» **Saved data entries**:
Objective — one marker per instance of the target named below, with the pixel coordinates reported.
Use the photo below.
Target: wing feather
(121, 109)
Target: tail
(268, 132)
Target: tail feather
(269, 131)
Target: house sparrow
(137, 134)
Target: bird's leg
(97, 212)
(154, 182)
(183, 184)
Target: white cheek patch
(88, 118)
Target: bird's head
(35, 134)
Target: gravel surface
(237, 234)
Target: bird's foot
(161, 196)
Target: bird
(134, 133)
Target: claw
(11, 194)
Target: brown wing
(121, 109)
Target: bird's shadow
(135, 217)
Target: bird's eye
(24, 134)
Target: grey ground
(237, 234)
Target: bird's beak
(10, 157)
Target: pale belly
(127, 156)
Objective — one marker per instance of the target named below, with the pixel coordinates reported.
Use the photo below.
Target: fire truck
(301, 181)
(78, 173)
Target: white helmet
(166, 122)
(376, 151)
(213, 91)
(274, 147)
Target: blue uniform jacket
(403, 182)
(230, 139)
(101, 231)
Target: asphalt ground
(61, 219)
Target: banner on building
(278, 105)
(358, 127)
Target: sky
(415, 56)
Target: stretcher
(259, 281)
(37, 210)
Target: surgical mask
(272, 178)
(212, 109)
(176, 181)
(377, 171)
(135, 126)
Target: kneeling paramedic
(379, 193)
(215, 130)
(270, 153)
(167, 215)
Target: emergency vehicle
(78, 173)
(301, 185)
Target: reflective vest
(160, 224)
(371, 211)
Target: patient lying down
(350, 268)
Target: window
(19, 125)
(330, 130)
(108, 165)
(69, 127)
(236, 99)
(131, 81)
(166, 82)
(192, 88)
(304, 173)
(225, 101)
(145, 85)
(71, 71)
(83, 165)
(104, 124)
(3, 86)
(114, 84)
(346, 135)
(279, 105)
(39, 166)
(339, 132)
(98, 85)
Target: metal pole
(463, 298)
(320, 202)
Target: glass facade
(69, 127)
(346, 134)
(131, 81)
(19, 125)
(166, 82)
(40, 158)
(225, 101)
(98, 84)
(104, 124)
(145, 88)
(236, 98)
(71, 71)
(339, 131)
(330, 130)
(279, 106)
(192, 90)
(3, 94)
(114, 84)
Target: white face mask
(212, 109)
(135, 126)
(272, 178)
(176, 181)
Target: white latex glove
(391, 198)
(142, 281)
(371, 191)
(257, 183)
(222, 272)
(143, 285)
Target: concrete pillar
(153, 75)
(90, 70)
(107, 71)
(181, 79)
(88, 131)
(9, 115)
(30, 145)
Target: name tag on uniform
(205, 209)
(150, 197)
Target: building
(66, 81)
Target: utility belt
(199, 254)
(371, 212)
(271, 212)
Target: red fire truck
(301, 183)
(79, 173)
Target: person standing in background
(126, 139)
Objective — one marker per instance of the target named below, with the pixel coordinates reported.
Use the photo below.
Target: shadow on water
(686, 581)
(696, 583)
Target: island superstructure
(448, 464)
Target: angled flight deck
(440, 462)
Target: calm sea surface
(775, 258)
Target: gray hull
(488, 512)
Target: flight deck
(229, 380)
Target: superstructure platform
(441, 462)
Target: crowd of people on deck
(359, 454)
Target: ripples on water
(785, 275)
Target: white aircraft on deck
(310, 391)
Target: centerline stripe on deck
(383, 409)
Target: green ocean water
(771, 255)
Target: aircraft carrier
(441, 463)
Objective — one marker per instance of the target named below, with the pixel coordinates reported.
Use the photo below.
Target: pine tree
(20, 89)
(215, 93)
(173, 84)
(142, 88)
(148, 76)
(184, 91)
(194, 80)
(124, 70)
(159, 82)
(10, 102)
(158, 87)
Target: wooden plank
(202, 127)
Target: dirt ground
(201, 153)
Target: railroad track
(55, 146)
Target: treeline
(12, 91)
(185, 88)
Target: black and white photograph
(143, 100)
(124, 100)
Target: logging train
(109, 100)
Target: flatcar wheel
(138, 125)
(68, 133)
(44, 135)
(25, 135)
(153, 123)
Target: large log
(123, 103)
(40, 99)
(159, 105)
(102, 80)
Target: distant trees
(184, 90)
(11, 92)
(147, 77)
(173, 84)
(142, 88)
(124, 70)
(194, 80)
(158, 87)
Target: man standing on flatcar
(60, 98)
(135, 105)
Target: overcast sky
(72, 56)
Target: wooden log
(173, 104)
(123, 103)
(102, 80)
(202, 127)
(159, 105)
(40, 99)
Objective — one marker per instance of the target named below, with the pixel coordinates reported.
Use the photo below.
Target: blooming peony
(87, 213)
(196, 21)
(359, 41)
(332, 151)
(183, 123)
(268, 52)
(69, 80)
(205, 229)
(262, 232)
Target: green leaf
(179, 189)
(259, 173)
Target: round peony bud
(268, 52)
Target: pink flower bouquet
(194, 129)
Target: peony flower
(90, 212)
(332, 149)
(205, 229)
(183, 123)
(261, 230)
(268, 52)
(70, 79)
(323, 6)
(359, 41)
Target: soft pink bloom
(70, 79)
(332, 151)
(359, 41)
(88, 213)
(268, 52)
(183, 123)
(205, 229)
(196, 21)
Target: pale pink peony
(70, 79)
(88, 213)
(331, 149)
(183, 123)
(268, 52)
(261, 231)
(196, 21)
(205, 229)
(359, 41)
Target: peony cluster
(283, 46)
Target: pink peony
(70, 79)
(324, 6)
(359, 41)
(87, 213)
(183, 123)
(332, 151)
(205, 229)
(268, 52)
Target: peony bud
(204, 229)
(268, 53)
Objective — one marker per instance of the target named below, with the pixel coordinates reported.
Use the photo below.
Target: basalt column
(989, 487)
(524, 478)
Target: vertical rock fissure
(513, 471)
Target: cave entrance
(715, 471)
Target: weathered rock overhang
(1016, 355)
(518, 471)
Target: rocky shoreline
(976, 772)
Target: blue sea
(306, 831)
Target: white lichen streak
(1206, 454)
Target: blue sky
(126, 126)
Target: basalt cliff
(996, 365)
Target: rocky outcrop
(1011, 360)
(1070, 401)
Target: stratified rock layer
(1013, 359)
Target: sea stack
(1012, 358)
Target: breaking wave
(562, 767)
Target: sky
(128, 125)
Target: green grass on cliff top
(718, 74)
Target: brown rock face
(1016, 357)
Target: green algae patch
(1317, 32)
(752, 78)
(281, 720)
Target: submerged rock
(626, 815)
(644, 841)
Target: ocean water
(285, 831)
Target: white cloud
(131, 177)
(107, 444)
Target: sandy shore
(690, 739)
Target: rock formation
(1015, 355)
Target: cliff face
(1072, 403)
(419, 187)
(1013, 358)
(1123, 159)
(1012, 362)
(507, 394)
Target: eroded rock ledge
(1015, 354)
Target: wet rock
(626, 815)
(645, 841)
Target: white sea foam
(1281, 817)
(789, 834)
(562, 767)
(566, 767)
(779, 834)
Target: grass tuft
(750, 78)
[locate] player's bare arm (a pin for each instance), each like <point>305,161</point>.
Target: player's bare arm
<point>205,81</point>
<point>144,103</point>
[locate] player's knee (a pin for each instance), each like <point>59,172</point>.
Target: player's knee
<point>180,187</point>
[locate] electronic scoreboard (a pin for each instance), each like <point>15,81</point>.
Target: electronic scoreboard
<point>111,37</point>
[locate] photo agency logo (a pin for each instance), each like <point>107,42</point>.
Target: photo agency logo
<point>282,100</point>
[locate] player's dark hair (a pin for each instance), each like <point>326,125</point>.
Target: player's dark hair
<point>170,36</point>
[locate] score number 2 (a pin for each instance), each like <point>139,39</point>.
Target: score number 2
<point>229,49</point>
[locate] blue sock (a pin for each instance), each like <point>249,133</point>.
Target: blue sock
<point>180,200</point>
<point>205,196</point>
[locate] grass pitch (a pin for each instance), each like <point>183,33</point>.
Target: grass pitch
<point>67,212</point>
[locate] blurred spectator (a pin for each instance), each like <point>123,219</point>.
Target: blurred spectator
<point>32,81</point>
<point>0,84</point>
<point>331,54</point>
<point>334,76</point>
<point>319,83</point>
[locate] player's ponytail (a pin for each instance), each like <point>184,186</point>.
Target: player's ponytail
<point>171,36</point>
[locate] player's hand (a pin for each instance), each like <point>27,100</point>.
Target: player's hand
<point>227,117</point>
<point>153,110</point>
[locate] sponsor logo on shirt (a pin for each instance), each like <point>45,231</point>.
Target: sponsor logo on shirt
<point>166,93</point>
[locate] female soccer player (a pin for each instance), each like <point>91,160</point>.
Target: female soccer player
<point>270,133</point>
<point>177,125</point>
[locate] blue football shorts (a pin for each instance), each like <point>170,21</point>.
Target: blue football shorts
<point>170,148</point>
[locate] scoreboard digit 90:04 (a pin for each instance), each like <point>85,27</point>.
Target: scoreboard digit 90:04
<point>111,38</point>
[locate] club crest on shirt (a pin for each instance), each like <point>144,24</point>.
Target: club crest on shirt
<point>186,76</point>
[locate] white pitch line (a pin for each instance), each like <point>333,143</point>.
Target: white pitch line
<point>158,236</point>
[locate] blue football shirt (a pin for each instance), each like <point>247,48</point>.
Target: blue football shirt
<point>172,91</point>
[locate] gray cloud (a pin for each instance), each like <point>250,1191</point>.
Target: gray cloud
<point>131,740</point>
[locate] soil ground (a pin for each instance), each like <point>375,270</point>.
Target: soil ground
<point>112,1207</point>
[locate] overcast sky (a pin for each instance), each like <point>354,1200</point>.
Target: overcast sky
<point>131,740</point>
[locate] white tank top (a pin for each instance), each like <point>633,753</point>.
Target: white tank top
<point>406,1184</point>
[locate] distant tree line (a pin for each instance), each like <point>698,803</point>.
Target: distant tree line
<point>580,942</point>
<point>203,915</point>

» **What is being asked**:
Take every line from the one containing "[locate] blue football shirt" to the end of the listing and output it exactly, with nothing else.

» **Answer to the exercise**:
[locate] blue football shirt (a pin for each instance), each like <point>247,48</point>.
Target: blue football shirt
<point>172,91</point>
[locate] gray cloud (a pin for each instance), each like <point>250,1191</point>.
Target: gray cloud
<point>131,740</point>
[locate] soil ground (a pin for each instance), each like <point>375,270</point>.
Target: soil ground
<point>112,1207</point>
[locate] overcast sky (a pin for each instance), each like <point>354,1200</point>.
Target: overcast sky
<point>131,740</point>
[locate] white tank top (a pin for each instance), each like <point>633,753</point>.
Target: white tank top
<point>406,1184</point>
[locate] distant tree line (a pin for each instance), each like <point>698,803</point>.
Target: distant tree line
<point>580,942</point>
<point>203,915</point>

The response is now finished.